◆ Source records ◆
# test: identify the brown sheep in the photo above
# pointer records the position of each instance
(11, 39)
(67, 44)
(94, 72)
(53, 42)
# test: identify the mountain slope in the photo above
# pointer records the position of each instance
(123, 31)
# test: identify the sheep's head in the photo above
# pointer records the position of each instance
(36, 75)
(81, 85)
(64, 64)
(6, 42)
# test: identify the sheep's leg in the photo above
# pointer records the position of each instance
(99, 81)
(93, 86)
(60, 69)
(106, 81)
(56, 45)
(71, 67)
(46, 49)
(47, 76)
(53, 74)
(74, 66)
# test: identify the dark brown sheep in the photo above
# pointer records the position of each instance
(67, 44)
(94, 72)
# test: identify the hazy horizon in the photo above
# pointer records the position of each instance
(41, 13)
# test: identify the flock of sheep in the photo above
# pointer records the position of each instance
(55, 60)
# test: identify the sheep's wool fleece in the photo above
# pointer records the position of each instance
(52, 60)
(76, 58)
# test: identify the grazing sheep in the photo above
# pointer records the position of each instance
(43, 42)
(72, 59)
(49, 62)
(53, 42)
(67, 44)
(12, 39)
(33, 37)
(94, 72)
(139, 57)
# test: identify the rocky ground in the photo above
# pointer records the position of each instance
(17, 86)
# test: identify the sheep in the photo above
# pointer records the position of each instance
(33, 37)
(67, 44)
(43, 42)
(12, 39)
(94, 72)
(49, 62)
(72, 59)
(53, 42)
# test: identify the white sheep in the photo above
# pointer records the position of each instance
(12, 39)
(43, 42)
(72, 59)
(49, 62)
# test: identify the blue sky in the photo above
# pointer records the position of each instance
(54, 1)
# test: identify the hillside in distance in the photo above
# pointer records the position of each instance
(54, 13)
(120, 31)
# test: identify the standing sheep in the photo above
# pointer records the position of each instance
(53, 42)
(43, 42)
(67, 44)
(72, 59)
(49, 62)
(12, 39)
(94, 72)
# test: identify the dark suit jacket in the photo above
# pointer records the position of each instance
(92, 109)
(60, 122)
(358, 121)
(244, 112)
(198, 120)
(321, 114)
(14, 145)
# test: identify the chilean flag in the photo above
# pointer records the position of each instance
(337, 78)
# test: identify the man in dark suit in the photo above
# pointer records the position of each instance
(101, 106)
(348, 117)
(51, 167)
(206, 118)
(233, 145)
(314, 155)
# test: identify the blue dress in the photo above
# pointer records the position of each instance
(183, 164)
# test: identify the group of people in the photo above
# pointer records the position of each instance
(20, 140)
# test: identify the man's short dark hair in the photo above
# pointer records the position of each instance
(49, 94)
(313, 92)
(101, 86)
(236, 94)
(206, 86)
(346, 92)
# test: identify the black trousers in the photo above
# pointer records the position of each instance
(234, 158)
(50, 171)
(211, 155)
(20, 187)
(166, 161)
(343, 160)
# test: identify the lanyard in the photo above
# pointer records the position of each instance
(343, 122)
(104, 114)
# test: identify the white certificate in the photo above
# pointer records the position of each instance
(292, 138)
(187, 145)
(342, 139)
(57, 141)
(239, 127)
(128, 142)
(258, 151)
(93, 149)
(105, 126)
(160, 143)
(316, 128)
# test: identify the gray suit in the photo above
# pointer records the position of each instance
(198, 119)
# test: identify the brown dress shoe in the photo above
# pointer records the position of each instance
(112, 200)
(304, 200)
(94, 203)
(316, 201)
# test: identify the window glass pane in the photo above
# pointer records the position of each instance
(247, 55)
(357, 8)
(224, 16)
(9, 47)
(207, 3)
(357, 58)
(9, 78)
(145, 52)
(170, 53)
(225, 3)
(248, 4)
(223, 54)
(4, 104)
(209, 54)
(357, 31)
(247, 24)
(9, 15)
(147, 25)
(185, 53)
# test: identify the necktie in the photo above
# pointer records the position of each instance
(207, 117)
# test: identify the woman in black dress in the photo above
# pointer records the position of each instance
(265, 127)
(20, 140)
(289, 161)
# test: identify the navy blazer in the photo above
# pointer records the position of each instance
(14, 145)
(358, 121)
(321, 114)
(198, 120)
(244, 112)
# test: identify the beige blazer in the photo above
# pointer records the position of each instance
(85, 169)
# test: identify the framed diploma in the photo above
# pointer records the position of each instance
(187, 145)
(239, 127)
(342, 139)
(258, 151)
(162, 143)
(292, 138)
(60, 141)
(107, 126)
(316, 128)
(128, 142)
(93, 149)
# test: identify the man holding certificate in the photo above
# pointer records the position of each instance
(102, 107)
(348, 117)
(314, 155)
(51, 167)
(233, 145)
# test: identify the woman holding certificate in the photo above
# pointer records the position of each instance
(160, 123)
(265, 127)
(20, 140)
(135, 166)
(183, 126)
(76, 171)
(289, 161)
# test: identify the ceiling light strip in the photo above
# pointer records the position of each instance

◆ What to produce ◆
Copy here each line of the preceding records with "certificate" in it.

◆ Written reply ◆
# test: identify the white certificate in the photo above
# test: identify the man holding certificate in the photo above
# test: identify the woman holding certificate in the photo above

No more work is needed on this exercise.